*Material shown*:

________________

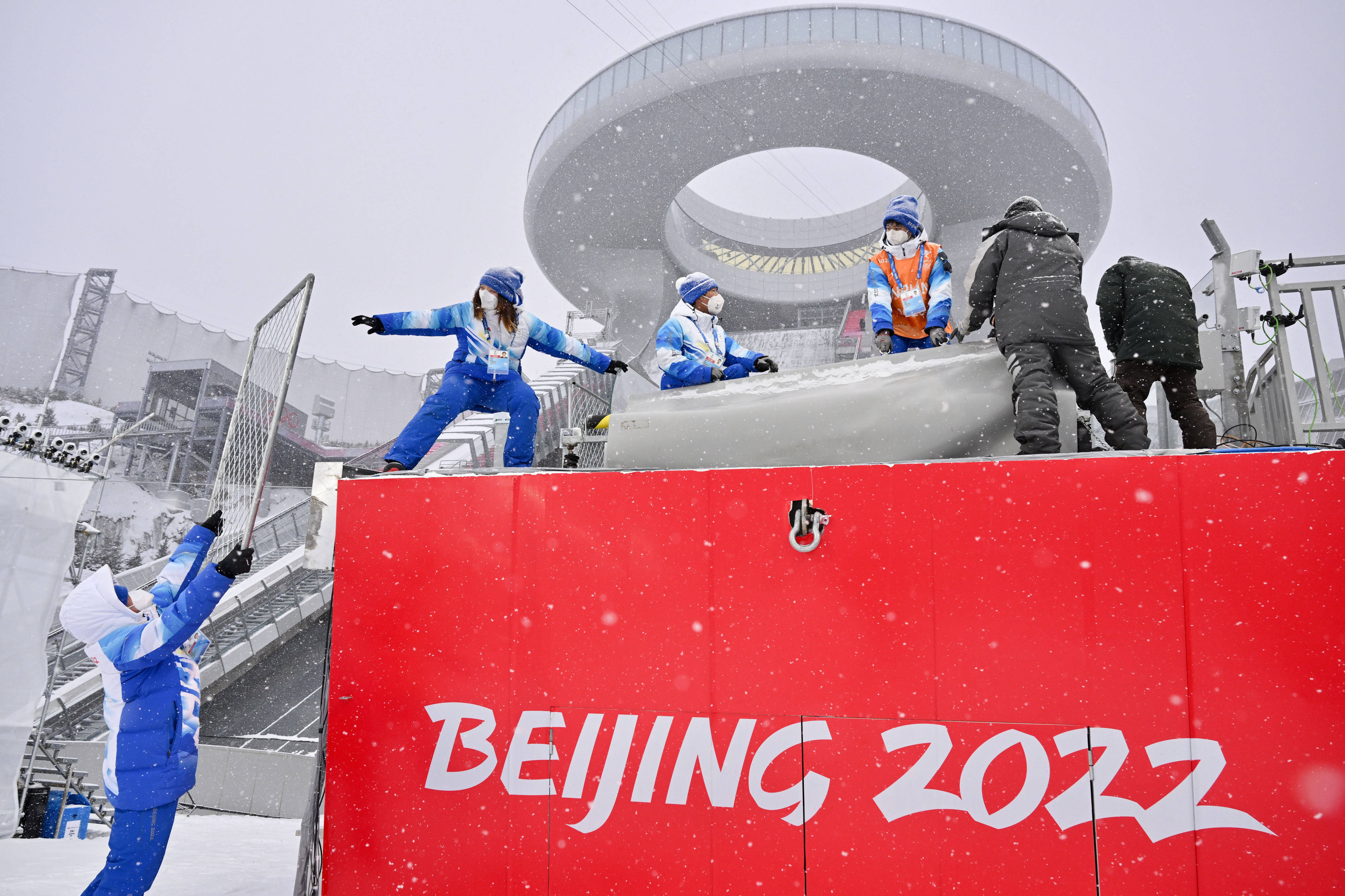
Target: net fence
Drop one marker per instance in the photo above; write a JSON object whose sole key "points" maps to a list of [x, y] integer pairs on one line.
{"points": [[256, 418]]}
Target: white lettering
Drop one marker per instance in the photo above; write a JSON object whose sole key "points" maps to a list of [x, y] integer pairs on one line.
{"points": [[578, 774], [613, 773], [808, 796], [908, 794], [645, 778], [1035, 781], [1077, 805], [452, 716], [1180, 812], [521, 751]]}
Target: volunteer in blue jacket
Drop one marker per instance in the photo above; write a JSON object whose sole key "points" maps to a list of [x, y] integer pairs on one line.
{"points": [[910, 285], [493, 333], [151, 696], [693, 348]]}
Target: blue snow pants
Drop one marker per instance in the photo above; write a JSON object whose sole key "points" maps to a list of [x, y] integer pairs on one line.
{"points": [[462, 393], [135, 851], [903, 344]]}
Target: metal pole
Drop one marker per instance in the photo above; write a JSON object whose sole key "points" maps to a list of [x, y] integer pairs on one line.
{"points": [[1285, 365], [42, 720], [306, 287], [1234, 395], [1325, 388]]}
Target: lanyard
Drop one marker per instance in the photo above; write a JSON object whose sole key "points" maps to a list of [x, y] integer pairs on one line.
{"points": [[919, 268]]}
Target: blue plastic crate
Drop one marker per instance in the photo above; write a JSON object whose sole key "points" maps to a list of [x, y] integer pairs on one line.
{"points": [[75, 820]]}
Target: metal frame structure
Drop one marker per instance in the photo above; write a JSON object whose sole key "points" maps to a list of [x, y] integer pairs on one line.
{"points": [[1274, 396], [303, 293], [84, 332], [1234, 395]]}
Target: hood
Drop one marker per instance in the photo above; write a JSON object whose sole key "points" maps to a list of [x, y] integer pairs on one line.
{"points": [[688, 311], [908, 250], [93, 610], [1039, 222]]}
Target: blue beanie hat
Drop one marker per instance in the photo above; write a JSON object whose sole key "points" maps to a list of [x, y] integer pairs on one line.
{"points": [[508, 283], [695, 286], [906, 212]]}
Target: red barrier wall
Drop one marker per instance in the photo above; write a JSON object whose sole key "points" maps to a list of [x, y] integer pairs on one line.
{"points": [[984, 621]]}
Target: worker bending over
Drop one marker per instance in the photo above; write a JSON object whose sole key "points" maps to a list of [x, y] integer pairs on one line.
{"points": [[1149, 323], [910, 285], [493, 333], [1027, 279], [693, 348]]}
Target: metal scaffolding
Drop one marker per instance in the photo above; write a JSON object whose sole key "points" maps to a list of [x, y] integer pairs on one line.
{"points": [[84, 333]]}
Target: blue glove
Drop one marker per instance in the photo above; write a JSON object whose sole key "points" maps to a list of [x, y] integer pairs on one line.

________________

*The problem*:
Where does the string "blue" appear in the records above? Return every line that holds it.

*Your response*:
Target: volunteer in blue jacket
Target: blue snow pants
Target: blue plastic crate
Target: blue beanie hat
Target: blue glove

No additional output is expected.